◆ **Problem description**:
In the text on Bloomberg and term limits, whose testimony led off the council hearings in support of the mayor's bid?
* Start Given text *
Mugabe? OK, it’s an outrageous comparison. Forgive me. Mike Bloomberg would never shut down newspapers or use brutal thugs against dissenters in order to hold onto power. He doesn’t have to. He buys them.
Mugabe is for the likes of Charles Barron, the radical councilman who embarrassed the city a few years ago by hosting the Zimbabwean tyrant at City Hall. Funny thing, there was Barron at last week’s council hearings demanding to be heard on the mayor’s bill to gut term limits—a reform confirmed in two separate voter referendums—in order to give himself four more years in office. There was Barron offering the simplest route to continued democracy: Do nothing.
“Why do we have to change anything?” he asked after Mario Cuomo’s lead-off testimony supporting Bloomberg’s bid. “The people have spoken twice already. Why not just leave things as they are?”
Barron’s simple questions were matched only by The New York Times‘s fearless editorial page. Alone of the city’s dailies, the Times refused to bend its principles. By changing the rules at this late date, the Times warned, the mayor “will tarnish his legacy and further weaken the systems of checks and balances that are essential to . . . democracy.”
* End Given text *
* Start Material shown *
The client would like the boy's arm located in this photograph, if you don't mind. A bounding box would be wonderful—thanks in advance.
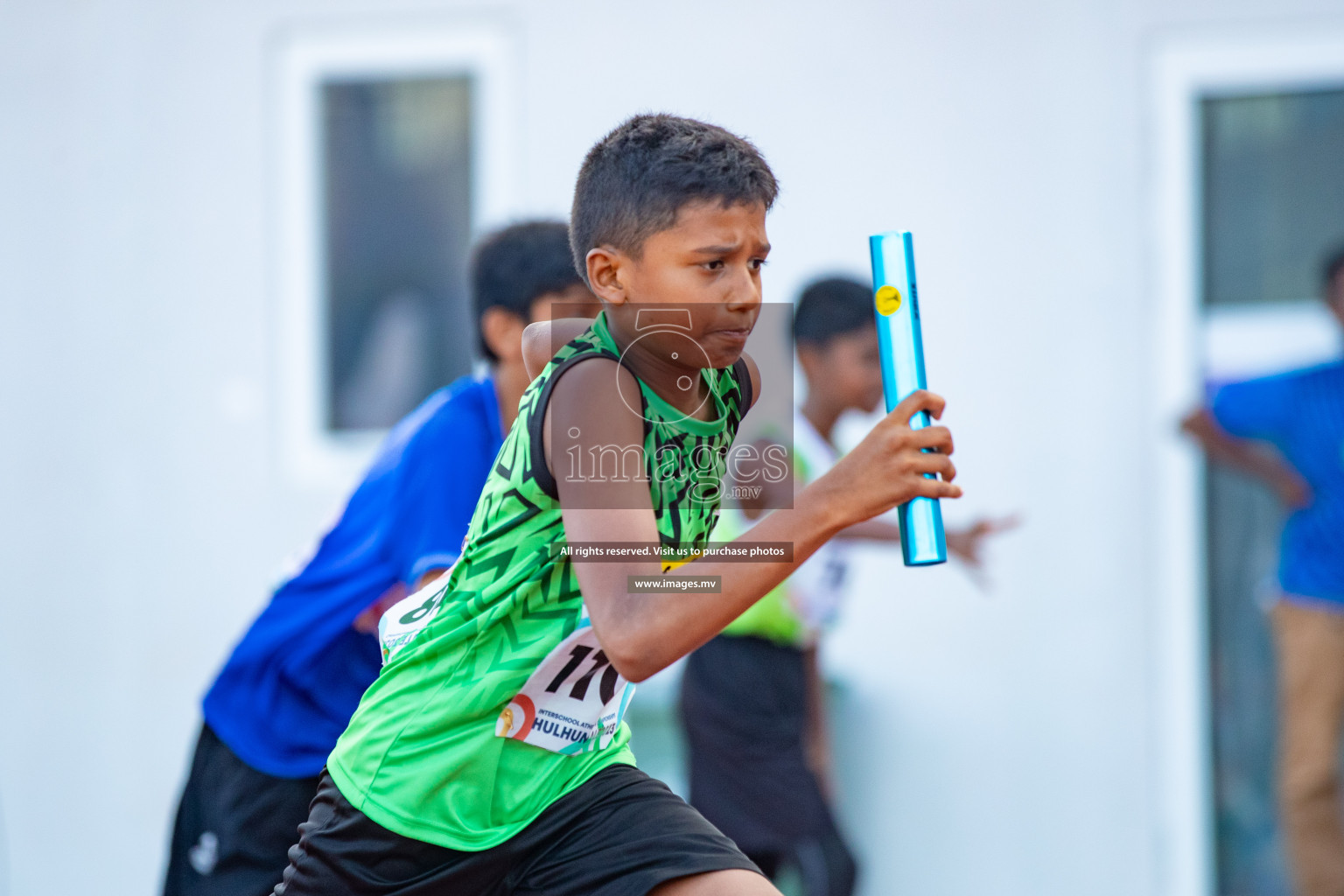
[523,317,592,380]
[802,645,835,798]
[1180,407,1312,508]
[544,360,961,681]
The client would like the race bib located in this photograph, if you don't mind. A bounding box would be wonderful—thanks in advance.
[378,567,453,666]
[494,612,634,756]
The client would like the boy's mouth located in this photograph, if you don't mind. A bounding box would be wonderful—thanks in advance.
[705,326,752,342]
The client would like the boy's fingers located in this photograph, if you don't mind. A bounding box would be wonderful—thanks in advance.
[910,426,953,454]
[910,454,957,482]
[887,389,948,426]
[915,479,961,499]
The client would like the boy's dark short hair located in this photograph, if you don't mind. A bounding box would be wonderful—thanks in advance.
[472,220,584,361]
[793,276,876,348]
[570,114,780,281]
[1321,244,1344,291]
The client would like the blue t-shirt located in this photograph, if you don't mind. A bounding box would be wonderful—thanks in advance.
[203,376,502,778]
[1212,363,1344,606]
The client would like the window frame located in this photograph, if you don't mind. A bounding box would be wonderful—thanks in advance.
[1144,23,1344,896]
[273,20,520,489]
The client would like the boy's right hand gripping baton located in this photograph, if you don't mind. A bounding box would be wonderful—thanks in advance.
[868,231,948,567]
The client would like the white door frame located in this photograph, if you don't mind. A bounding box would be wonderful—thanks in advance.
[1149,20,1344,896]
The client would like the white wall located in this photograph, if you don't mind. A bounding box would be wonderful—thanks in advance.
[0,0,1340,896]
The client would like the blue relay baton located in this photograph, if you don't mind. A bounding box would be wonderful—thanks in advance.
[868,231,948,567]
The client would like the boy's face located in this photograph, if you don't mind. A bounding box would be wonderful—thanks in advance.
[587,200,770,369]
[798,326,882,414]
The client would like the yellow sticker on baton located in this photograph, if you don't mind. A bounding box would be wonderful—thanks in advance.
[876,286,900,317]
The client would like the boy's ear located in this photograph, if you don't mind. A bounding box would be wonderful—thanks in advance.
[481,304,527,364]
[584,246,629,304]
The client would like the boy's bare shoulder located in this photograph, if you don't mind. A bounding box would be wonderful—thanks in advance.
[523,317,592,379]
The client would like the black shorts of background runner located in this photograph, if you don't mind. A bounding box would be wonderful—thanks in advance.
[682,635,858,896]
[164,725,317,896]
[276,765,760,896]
* End Material shown *
◆ **Solution for this exercise**:
Mario Cuomo's testimony led off the hearings.